Text provided
=======
As my older daughter Emily is learning to read, the other day I asked her to “help” me with my state quarters. She was reading the states, I put it away, and showed her the individual states on the map. But now I’m hoping to take it one step further.

Why would I do it?

Primarily, because as a father, all I can give the kids is what I have. There are other things they could be interested in, but it is much easier to teach them about something that I know, something that I’m excited about.

It is great education. Secretly I’m hoping to have two little coin collectors in the family, but I’m ok if it doesn’t happen. They will at least understand what am I doing after they go to bed, and what is so exciting about the new mail I’m getting here and there.

But what I’m really hoping to get out of it is the education I certainly would like them to have: at this age math skills and basic geography, later the understanding of history, cultures, politics and economy. Not necessarily at an expert level, but enough to understand the world around them. Text books can do the job too, but why not through something that is fun and doesn’t smell like learning? This is how I did it, I enjoyed it, and got very much out of it that is directly helping me today. I think it is worth a try.

There is another thing to coin collecting, the friendships I have made over the years through swapping coins with people around the world. It is much more valuable than my collection. Even if they will never become collectors, they will be able to peek into this world. Just an example, that we can talk about immediately. I was discussing coin collecting for kids on a mailing list. Out of the blue, one of the list members sent me an email that he is selling his collection and would be very happy to gift some albums to Emily. A day ago, I didn’t even know who Dave was, and today he is contributing to Emily’s education and entertainment. We can certainly talk about it when she puts the first coin into her album. And over the years, it is just one of many examples of how I met interesting and valuable people.

How will I do it?

Mostly I will play it by ear. I have my own ideas, but whatever works. I thought that state quarters are the best way to start with, until somebody pointed out that kids at this age are more interested in quantity and pennies and nickels maybe a better start.

One thing is for sure, while they will be able to see how to collect if you can’t see, I don’t want them to be blind collectors, and I will have to introduce labels, magnifiers, and the value of not touching higher quality coins. I will have to figure this out, fortunately for now, even a handful of change after shopping can contribute to the collection.

I like the idea of albums, however, just to distinguish a collection from spending money, not to mention the math and organization skills it creates.

What if they are not interested?

Could be. Maybe so far it was interesting because it was a novelty and they are not allowed to get into my collection on their own. If that’s the case, I will have to come up with another way of teaching history and geography.
=======
Data to process
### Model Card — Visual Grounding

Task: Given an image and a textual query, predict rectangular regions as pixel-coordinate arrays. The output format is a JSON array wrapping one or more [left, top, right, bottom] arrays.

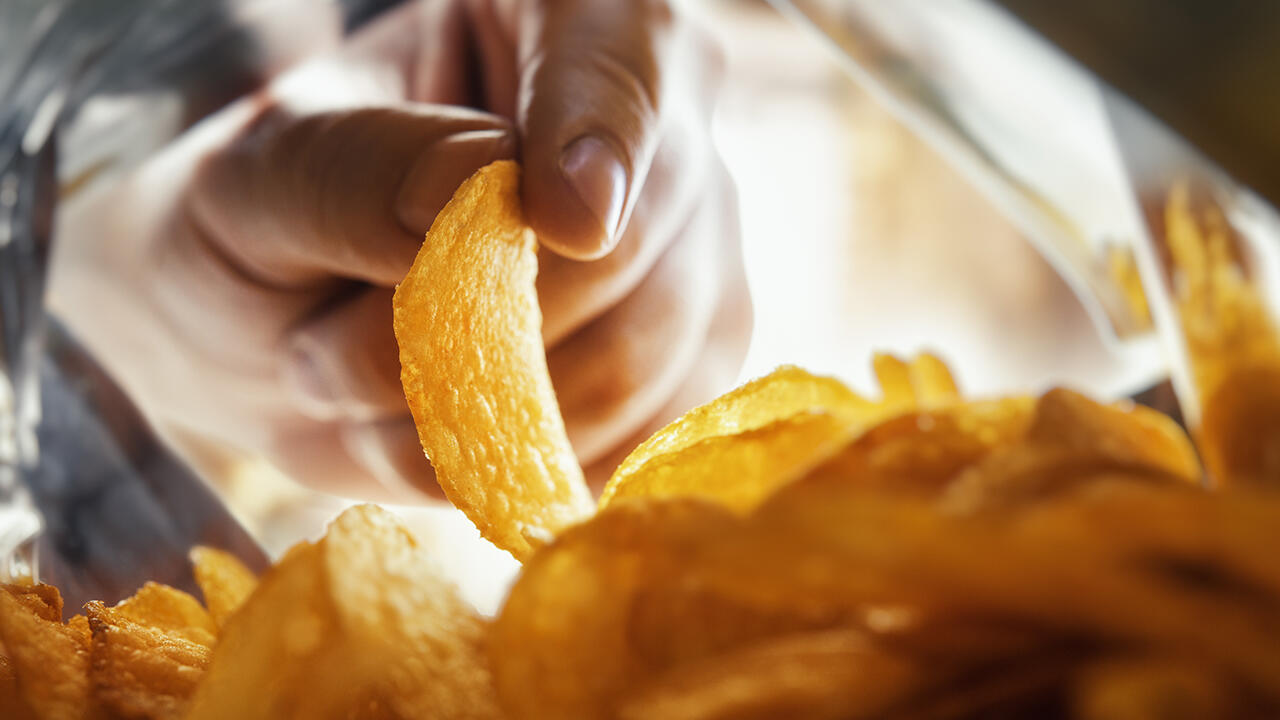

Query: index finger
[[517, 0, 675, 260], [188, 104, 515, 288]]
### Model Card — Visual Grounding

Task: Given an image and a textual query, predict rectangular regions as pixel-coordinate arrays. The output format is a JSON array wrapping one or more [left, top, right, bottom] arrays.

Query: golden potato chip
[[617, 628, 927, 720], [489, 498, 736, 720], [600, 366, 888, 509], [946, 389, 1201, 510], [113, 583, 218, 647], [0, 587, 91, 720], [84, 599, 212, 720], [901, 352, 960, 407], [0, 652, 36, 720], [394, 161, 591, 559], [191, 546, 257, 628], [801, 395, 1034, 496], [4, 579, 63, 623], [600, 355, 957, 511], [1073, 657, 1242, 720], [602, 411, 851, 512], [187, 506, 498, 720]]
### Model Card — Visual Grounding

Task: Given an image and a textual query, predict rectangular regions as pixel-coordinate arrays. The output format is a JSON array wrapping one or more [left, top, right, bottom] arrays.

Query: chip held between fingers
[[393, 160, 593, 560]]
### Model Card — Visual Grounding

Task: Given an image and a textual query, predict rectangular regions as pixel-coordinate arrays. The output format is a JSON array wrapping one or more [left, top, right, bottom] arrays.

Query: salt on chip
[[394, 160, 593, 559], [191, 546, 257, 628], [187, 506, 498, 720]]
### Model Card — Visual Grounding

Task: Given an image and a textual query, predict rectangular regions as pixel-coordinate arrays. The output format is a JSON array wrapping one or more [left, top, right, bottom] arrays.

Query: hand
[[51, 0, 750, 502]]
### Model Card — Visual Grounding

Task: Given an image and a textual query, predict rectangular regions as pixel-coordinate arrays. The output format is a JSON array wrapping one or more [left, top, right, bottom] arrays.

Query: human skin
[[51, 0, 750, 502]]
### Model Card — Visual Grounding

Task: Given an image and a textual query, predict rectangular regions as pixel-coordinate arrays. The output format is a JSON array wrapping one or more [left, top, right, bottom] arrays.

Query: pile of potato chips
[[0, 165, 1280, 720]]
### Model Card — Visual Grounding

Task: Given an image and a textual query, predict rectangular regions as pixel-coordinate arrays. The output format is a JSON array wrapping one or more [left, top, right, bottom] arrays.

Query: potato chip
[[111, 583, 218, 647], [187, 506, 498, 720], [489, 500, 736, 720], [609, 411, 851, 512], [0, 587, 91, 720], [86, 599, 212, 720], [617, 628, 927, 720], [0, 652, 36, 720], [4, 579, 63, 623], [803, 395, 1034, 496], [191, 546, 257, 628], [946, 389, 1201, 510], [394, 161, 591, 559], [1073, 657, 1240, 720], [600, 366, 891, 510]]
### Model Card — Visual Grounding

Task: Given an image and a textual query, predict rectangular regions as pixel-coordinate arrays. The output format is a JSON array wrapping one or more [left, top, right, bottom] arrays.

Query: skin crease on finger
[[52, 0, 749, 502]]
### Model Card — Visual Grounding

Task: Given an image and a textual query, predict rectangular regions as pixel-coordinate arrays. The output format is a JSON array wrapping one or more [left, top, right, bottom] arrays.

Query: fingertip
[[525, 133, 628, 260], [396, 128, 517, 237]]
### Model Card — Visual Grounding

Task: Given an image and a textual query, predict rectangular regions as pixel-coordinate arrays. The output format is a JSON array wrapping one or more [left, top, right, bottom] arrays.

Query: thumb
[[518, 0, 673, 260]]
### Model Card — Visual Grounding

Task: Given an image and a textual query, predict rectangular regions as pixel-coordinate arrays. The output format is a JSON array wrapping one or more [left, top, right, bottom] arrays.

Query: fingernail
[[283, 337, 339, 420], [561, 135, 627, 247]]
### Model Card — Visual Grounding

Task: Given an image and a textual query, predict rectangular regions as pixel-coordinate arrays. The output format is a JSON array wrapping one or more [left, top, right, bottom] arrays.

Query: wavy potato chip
=======
Exercises
• A. In the post about coin collecting, what did the mailing list member offer to give Emily?
• B. Return every line of the records that contains the string "potato". Case counts.

Expected responses
• A. Some albums from the collection he was selling.

• B.
Query: golden potato chip
Query: pile of potato chips
Query: potato chip
Query: wavy potato chip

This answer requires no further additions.